_Tasks to carry out_.
**A.** Decide whether each statement agrees with the dark matter passage below, answering yes or no and quoting the exact words of the passage that settle it. (i) The network was trained on images of galaxy clusters from hydro-dynamic simulations. (ii) Adding X-ray emissivity maps improves the performance in differentiating collisional dark matter. (iii) The algorithm is sensitive to photometric redshift errors.
**B.** According to the dark matter passage below, which three kinds of input does the network take?
**C.** Write the next part of the dark matter passage below, beginning right after its final sentence.

_Excerpted passage_.
A deep-learning algorithm to disentangle self-interacting dark matter and AGN feedback models

TL;DR

This work tackles the degeneracy between self-interacting dark matter (SIDM) and uncertain baryonic feedback in galaxy clusters by training a Convolutional Neural Network (CNN) on hydro-dynamical simulations (BAHAMAS-SIDM) to classify clusters into discrete SIDM cross-sections, using multi-channel inputs of total mass, stellar mass, and X-ray emissivity. The Inception-style CNN achieves about 80% accuracy in idealized data, with permutation-importance analyses showing central regions and total mass as dominant discriminants, and X-ray data proving crucial for disentangling AGN feedback, albeit sometimes increasing CDM–SIDM confusion. The study extends to observational realism by incorporating weak-lensing and X-ray noise, external metadata, and different seeds, demonstrating that ensemble analyses over hundreds to thousands of clusters from surveys like JWST and Euclid can constrain σ_DM/m to as tight as ≲0.01 cm^2/g, while noting residual biases from lensing noise that call for refined inference methods. Overall, the framework offers a scalable, data-driven path to probing dark matter physics with upcoming telescopes, while highlighting the need for robust handling of baryonic systematics and extending to broader DM models.

Abstract

Different models of dark matter can alter the distribution of mass in galaxy clusters in a variety of ways. However, so can uncertain astrophysical feedback mechanisms. Here we present a Machine Learning method that ''learns'' how the impact of dark matter self-interactions differs from that of astrophysical feedback in order to break this degeneracy and make inferences on dark matter. We train a Convolutional Neural Network on images of galaxy clusters from hydro-dynamic simulations. In the idealised case our algorithm is 80% accurate at identifying if a galaxy cluster harbours collisionless dark matter, dark matter with $σ_{\rm DM}/m = 0.1$cm$^2/$g or with $σ_{DM}/m = 1$cm$^2$/g. Whilst we find adding X-ray emissivity maps does not improve the performance in differentiating collisional dark matter, it does improve the ability to disentangle different models of astrophysical feedback. We include noise to resemble data expected from Euclid and Chandra and find our model has a statistical error of < 0.01cm$^2$/g and that our algorithm is insensitive to shape measurement bias and photometric redshift errors. This method represents a new way to analyse data from upcoming telescopes that is an order of magnitude more precise and many orders faster, enabling us to explore the dark matter parameter space like never before.

_Dataset extract_.
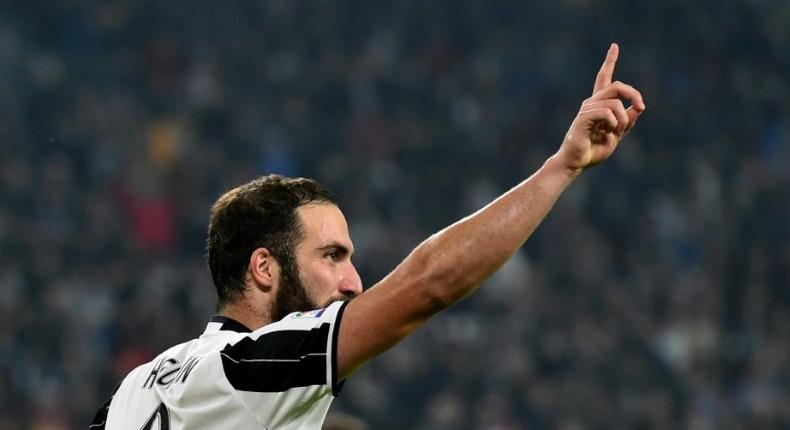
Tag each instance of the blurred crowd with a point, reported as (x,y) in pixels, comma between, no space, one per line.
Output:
(656,295)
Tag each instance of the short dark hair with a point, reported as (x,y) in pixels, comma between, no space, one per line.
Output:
(259,214)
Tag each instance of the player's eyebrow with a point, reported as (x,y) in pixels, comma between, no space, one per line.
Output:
(338,247)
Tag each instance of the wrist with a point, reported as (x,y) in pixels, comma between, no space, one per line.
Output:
(554,165)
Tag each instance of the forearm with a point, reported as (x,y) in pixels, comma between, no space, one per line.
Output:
(454,261)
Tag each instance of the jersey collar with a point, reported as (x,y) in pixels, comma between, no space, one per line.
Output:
(229,324)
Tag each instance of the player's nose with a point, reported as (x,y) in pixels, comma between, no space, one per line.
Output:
(351,284)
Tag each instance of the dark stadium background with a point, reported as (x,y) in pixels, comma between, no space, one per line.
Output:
(655,296)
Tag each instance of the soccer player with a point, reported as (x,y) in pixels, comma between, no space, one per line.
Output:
(288,333)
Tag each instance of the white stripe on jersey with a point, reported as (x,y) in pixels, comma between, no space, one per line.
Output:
(281,376)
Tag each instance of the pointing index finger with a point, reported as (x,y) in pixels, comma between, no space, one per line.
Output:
(604,76)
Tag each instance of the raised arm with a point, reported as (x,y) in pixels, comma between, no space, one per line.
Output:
(453,262)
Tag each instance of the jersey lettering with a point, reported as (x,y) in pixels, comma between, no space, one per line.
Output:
(168,370)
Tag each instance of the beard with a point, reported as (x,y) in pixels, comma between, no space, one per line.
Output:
(291,296)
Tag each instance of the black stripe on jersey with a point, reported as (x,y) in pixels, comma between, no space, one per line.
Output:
(100,419)
(278,361)
(337,386)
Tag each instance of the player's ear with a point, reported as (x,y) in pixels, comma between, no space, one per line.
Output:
(263,269)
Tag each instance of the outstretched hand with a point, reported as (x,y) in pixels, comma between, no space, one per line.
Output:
(602,120)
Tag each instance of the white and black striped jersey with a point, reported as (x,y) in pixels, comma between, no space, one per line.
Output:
(282,376)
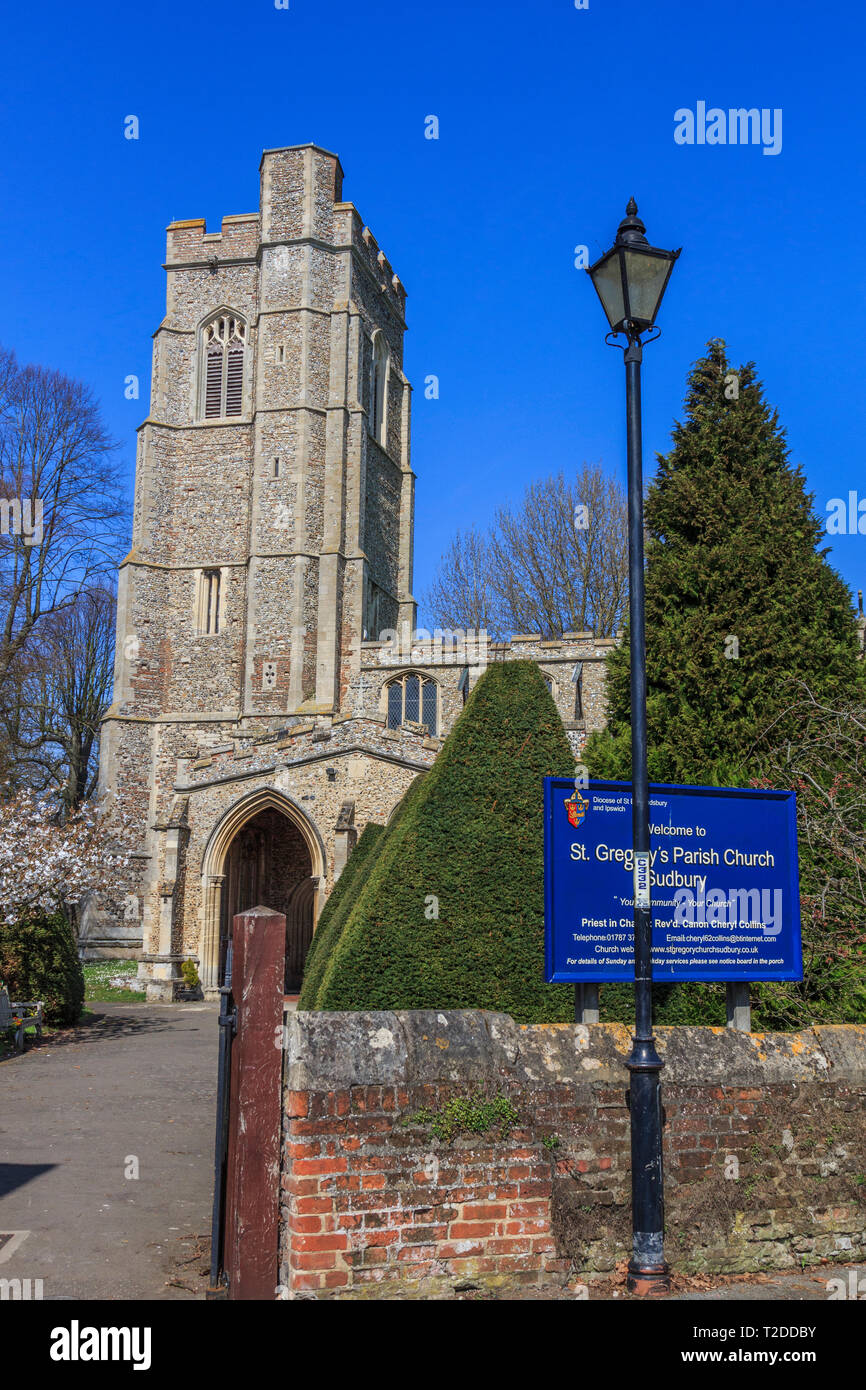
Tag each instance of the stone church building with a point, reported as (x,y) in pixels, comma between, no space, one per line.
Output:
(271,694)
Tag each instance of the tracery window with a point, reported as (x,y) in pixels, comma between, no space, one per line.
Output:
(223,350)
(413,699)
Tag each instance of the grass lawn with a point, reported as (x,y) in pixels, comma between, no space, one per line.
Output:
(111,982)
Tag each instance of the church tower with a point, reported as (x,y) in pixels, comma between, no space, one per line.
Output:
(271,692)
(273,506)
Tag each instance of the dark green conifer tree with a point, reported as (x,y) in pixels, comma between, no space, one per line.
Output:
(741,603)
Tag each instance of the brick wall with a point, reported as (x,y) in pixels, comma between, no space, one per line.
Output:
(763,1150)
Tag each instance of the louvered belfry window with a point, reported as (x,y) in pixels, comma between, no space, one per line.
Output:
(224,348)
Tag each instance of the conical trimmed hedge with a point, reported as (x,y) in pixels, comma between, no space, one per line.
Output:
(451,912)
(334,913)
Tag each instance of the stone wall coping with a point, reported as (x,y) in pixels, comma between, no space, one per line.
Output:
(327,1051)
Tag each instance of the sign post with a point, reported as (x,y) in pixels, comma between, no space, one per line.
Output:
(722,872)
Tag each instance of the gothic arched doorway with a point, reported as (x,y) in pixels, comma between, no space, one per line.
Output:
(268,865)
(264,852)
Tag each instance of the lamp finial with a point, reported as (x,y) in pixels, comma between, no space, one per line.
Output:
(631,228)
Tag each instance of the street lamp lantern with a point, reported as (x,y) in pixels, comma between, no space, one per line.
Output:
(631,277)
(630,281)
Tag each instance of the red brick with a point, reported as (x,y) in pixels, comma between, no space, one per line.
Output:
(320,1166)
(306,1225)
(471,1230)
(305,1282)
(384,1236)
(309,1205)
(509,1246)
(296,1102)
(309,1148)
(314,1260)
(332,1240)
(537,1208)
(484,1211)
(451,1251)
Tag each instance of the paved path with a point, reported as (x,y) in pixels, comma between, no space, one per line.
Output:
(141,1082)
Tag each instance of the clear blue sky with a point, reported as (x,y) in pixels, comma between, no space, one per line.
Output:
(551,117)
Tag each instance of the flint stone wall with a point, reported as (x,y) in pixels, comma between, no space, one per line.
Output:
(763,1153)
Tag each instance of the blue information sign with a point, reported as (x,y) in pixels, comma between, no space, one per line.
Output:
(723,881)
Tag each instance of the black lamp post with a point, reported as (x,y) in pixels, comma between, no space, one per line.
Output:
(630,281)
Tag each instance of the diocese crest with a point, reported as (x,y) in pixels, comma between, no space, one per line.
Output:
(577,808)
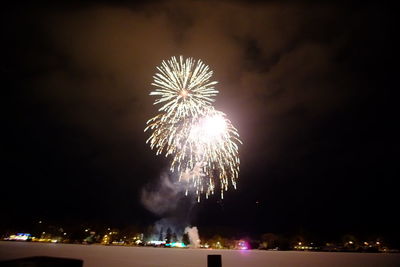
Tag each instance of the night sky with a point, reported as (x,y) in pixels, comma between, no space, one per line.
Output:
(309,87)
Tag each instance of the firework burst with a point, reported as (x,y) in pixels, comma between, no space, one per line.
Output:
(201,141)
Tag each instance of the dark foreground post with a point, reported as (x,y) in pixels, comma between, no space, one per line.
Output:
(214,261)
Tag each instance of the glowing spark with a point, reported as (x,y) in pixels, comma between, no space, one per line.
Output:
(201,141)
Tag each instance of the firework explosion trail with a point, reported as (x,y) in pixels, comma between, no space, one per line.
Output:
(201,141)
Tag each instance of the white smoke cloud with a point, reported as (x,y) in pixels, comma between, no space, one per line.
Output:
(193,234)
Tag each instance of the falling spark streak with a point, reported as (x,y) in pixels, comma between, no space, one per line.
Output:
(201,141)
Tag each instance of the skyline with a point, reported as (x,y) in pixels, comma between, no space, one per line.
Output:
(308,86)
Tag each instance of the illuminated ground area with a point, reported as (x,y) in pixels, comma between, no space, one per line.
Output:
(97,255)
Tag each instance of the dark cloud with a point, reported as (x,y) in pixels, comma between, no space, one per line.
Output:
(297,79)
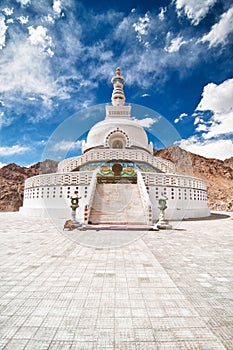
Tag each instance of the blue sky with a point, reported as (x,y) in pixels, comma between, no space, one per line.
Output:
(57,58)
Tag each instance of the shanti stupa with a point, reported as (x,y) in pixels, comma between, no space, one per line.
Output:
(117,178)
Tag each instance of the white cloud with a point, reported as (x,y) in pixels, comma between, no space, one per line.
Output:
(220,149)
(220,31)
(181,117)
(141,27)
(195,10)
(146,122)
(38,36)
(219,100)
(175,44)
(25,69)
(68,145)
(201,127)
(12,150)
(8,11)
(3,29)
(23,2)
(2,164)
(161,15)
(57,6)
(48,18)
(23,20)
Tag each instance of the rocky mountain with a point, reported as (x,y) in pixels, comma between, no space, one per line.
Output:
(217,174)
(12,179)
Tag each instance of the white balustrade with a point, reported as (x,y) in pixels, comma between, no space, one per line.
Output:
(171,180)
(59,179)
(132,155)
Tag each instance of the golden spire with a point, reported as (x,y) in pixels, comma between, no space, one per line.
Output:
(118,96)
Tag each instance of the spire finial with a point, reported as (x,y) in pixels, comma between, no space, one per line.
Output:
(118,96)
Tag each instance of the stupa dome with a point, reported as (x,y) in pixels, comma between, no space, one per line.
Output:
(118,130)
(117,133)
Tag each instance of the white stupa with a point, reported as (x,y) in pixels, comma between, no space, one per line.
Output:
(117,177)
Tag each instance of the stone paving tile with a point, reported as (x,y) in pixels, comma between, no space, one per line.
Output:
(163,291)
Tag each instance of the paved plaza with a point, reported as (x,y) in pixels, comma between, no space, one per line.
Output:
(152,290)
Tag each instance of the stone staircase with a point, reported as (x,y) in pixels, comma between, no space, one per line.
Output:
(117,204)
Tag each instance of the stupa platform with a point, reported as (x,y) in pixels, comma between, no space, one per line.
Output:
(161,290)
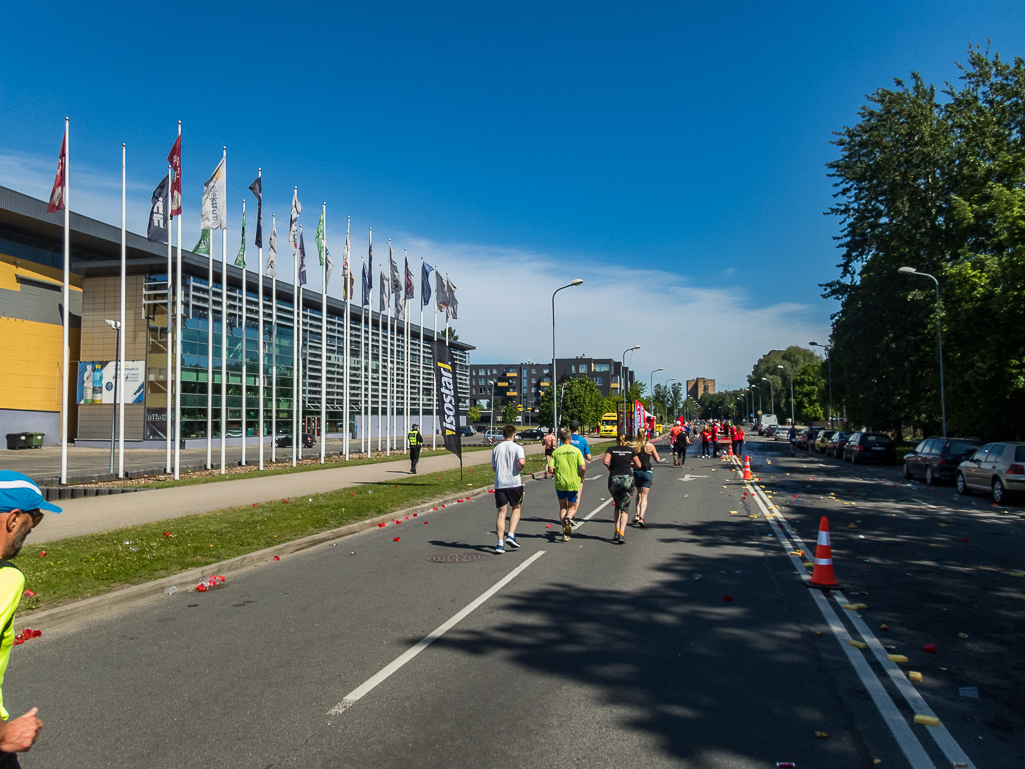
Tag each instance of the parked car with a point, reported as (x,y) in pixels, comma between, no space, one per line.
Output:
(870,447)
(938,458)
(997,468)
(834,446)
(284,441)
(822,440)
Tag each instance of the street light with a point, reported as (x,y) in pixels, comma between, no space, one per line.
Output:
(116,325)
(793,419)
(622,378)
(939,334)
(828,349)
(555,377)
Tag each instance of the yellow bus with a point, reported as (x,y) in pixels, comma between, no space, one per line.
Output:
(610,426)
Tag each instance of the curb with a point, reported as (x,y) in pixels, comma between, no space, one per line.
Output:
(58,616)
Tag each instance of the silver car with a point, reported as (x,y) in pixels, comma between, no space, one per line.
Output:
(997,468)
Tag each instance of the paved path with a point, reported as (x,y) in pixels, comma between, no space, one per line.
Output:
(92,515)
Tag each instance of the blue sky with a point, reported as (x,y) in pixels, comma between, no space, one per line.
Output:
(670,154)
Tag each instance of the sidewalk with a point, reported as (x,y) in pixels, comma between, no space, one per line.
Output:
(98,514)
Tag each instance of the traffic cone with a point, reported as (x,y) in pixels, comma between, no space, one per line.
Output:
(822,576)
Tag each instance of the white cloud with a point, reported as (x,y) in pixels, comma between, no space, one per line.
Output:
(504,293)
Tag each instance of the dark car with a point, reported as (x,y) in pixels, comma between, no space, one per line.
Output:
(937,458)
(870,447)
(836,443)
(285,441)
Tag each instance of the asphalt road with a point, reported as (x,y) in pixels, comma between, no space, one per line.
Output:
(586,654)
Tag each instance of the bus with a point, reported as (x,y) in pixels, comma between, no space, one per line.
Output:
(609,427)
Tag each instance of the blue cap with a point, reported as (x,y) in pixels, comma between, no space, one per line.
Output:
(21,492)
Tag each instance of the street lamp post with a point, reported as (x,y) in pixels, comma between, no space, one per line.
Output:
(939,334)
(622,378)
(828,349)
(116,325)
(555,377)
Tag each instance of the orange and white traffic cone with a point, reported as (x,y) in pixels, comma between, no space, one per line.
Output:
(822,576)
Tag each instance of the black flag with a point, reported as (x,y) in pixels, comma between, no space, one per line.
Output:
(156,231)
(256,188)
(448,399)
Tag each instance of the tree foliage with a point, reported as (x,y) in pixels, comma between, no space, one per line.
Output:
(937,184)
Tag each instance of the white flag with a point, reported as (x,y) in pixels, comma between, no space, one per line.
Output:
(213,214)
(272,265)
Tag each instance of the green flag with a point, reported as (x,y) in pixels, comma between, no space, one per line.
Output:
(240,260)
(203,247)
(321,239)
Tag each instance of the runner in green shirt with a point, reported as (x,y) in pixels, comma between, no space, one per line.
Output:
(568,467)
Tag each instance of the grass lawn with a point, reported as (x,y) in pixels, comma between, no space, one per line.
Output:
(85,566)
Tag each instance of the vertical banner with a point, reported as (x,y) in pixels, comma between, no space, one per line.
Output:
(448,403)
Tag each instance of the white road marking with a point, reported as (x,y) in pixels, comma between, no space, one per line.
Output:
(354,696)
(902,732)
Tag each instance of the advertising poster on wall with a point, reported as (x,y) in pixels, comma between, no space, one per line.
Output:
(95,381)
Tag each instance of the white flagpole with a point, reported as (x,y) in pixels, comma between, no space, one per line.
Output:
(223,328)
(169,376)
(177,342)
(66,299)
(261,347)
(244,308)
(120,405)
(274,356)
(434,395)
(419,378)
(345,334)
(296,336)
(324,341)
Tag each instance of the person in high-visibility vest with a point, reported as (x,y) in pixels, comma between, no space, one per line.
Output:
(415,444)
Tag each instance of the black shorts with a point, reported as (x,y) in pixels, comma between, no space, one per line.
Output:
(511,497)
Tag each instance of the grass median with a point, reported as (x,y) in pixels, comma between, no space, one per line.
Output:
(81,567)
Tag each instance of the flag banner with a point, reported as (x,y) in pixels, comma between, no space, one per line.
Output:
(240,260)
(174,160)
(293,219)
(256,188)
(440,297)
(203,247)
(346,276)
(156,230)
(320,238)
(212,214)
(60,181)
(448,402)
(425,271)
(451,306)
(272,258)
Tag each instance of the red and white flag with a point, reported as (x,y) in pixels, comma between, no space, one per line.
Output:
(174,159)
(60,183)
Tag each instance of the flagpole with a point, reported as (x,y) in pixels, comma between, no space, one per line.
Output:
(419,377)
(345,334)
(274,354)
(223,326)
(177,332)
(66,300)
(244,302)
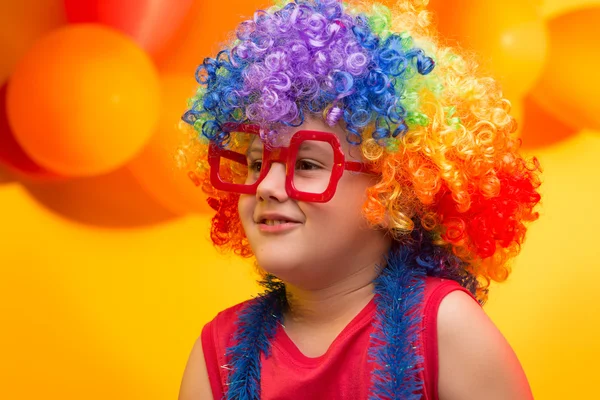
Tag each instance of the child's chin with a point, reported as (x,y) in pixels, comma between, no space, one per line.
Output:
(280,265)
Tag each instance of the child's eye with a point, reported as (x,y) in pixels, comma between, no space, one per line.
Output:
(307,165)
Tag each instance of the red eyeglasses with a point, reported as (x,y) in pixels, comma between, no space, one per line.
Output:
(314,163)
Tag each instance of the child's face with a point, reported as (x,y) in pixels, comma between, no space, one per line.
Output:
(312,244)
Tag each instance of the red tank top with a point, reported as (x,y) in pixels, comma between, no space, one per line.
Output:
(343,372)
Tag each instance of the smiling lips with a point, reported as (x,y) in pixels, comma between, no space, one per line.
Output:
(276,223)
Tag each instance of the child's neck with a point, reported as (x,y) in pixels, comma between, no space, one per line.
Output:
(316,317)
(334,304)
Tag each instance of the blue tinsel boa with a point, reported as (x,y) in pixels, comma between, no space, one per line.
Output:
(393,348)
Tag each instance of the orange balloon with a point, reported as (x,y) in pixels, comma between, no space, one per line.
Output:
(84,100)
(203,32)
(21,24)
(509,37)
(149,22)
(155,166)
(570,82)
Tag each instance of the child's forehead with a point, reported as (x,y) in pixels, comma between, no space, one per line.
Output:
(280,135)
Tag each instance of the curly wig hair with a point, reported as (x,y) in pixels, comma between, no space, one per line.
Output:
(452,182)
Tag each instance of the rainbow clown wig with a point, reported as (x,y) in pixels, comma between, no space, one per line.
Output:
(452,183)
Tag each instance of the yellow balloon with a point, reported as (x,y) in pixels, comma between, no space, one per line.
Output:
(570,82)
(155,167)
(84,100)
(22,22)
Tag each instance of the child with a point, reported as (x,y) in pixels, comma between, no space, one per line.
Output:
(373,176)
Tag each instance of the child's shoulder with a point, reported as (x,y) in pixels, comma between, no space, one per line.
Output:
(436,287)
(224,323)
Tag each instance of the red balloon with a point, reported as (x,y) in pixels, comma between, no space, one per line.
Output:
(11,153)
(151,23)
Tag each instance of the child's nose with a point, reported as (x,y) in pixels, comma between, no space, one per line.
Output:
(272,187)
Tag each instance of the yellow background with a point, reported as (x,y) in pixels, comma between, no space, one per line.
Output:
(103,292)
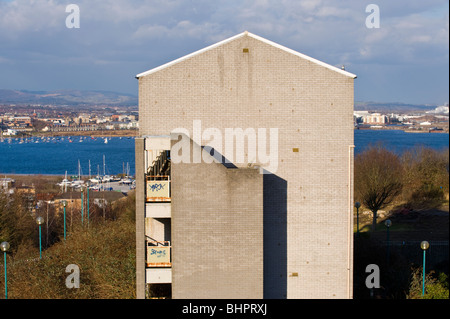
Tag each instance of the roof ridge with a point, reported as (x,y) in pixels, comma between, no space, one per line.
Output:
(246,33)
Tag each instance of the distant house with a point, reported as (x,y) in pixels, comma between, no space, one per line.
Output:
(375,118)
(245,229)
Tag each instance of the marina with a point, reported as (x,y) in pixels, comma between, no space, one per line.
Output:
(101,159)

_Responses for each task_.
**A.**
(i) Yes: "We train a Convolutional Neural Network on images of galaxy clusters from hydro-dynamic simulations."
(ii) No: "Whilst we find adding X-ray emissivity maps does not improve the performance in differentiating collisional dark matter"
(iii) No: "our algorithm is insensitive to shape measurement bias and photometric redshift errors"

**B.** Total mass, stellar mass, and X-ray emissivity.

**C.**
Figures (11)

• Figure 1: Left: Evolution of training for the base model (Inception plus all three input channels), classifying images of clusters in to three dark matter models ($\sigma_{\rm DM}/m=0,0.1,1.0$cm$^2$/g. The blue shows the training classification accuracy and the red the validation, showing how the model is not overfitting. Center Permutation importance (PI). We calculate the relative importance of each radial bin for each input channel. We show the mean importance (solid lines) and the mean density profile (dashed line). We normalise the importance to the most important radial and input channel bin, and the density to its respective input channel. We find that the importance of each mass component falls off exponentially from the centre of the halo, with a total matter increase in importance at radial bins $>200$kpc. Right We carry out the same PI for different mass bins normalise to the average important. We find no dependence of importance with mass.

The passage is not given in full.